Objective
Rewrite all the data below line for line. Shift every x and y coordinate by -39 and leave everything else unchanged.

(Data items)
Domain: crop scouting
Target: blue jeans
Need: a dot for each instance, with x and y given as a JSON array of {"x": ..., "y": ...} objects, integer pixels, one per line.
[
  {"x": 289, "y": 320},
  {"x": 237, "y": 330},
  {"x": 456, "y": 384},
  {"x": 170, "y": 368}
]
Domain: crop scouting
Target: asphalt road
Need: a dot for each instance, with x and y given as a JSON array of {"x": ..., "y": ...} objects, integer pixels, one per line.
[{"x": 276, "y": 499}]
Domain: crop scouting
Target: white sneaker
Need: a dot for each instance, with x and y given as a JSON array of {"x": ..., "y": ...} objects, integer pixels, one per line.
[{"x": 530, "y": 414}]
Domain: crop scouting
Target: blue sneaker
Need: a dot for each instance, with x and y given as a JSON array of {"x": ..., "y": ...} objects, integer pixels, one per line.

Reply to the exercise
Domain: crop scouting
Target: blue jeans
Need: a dot for each instance, with x and y given as a JSON array of {"x": ..., "y": ...} objects, integer pixels, one per line.
[
  {"x": 250, "y": 281},
  {"x": 198, "y": 291},
  {"x": 417, "y": 345},
  {"x": 131, "y": 329}
]
Domain: crop scouting
Target: asphalt road
Need: a dot for each instance, with x and y given as a JSON array of {"x": ..., "y": ...} objects, integer pixels, one per line.
[{"x": 237, "y": 460}]
Domain: crop scouting
Target: white sneaker
Need: a dot for each instance, with x and y given as a JSON array of {"x": ..., "y": ...} objects, integer pixels, one per line.
[{"x": 491, "y": 375}]
Domain: crop scouting
Target: blue sneaker
Need: a dot for each instance, with x and y given as a JSON array of {"x": ..., "y": ...} objects, integer pixels, one per line.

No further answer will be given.